*Qué hacer*.
1. Reproduce el fragmento del texto del ejercicio que va de "Ante el declive" a "controlados por Macri.", ambos incluidos.
2. Prosigue el texto sobre el declive político y las elecciones legislativas de 2025 a partir de su última oración.

*Texto del ejercicio*.

>>>>>

Del malestar al bienestar

Ante el declive catastrófico, hay muchos que, en actitud cuasi religiosa, siguen mirando hacia arriba en busca de salvación. Y ya sea por las artimañas del sistema, proscribiendo y persiguiendo a posibles liderazgos o por las propias limitaciones de una democracia formal degradada y amañada, las dificultades para encontrar salidas son manifiestas.

Analizado desde una mirada superficial politológica, la próxima contienda del gobierno actual son las elecciones legislativas de medio término que tendrán lugar en octubre de 2025. En ellas, en sus sueños más húmedos, la ultraderecha vernácula, inflamada ahora por el posible apoyo que podría obtener del supremacismo electo en los Estados Unidos, aspira a obtener curules que le permitan sostenerse y avanzar formalmente sin la dependencia que hoy tienen de los sectores de la derecha tradicional controlados por Macri.

<<<<<

*Datos a examinar*.
>>>>>

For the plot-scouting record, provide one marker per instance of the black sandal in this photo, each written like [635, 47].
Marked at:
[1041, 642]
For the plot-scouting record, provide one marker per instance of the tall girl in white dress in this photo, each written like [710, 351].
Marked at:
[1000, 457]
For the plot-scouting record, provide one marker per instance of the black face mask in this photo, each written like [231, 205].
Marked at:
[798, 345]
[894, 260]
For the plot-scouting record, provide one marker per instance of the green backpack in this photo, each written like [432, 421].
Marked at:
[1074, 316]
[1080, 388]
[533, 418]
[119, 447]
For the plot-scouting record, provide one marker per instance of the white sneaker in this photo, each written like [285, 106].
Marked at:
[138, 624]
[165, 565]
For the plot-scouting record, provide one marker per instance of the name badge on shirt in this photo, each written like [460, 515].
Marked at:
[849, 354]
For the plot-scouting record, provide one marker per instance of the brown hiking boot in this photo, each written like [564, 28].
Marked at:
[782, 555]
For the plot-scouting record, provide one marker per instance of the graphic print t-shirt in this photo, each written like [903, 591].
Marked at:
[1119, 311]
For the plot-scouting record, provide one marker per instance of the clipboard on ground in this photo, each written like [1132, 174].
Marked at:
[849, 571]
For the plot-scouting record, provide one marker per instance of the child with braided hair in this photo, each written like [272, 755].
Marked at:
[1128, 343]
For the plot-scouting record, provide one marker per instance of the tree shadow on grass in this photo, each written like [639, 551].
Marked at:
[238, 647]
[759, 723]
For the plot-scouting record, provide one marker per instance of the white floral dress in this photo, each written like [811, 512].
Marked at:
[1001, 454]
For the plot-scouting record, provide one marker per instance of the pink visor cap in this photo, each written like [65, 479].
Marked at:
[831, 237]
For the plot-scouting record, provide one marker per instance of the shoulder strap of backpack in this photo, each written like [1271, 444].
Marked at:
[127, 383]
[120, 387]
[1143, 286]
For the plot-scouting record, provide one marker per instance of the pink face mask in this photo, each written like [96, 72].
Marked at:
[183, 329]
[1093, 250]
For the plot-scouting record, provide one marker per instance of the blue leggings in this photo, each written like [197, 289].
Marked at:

<<<<<

*Respuestas*.
1.
Ante el declive catastrófico, hay muchos que, en actitud cuasi religiosa, siguen mirando hacia arriba en busca de salvación. Y ya sea por las artimañas del sistema, proscribiendo y persiguiendo a posibles liderazgos o por las propias limitaciones de una democracia formal degradada y amañada, las dificultades para encontrar salidas son manifiestas.

Analizado desde una mirada superficial politológica, la próxima contienda del gobierno actual son las elecciones legislativas de medio término que tendrán lugar en octubre de 2025. En ellas, en sus sueños más húmedos, la ultraderecha vernácula, inflamada ahora por el posible apoyo que podría obtener del supremacismo electo en los Estados Unidos, aspira a obtener curules que le permitan sostenerse y avanzar formalmente sin la dependencia que hoy tienen de los sectores de la derecha tradicional controlados por Macri.

2.
Un ensueño posiblemente vano, que encontrará resistencia ya en sus hoy aliados, que no querrán ver mermado su espacio político y, sobre todo, por un creciente despertar social que no podrá ser maniatado por el maleficio mediático ni por la manipulación de las redes sociales.

Sin embargo, no está garantizado que ese despertar pueda ser canalizado por anteriores  mayorías.

La respuesta al coyuntural avance reaccionario habrá que buscarla, como ha sido siempre en la historia, en la base social y sus clamores subterráneos. Por lo que es preciso preguntarse cuál será el sujeto histórico que dé por tierra el plan antipopular.

Un papel fundamental en esta nueva etapa lo tendrán las mujeres, que desde un feminismo múltiple y multiplicador, continuarán el indetenible proceso de liberación en curso. Proceso de liberación que será regional y mundial, en el que confluirán las y los jóvenes preocupados por su futuro ante escenarios de guerra, depredación medioambiental y censura moral.

En esa articulación de intenciones, se abrirá paso también el reclamo de los grandes grupos relegados por los efectos aún vigentes del colonialismo y sus sucesores. La herencia indígena y afrodescendiente, escondida bajo aparentes ropajes y moldes de pensamiento europeizados, irrumpirá con estruendo y nuevos malones y revueltas resurgirán desde los barrios sumergidos para mayúscula sorpresa de los acomodados.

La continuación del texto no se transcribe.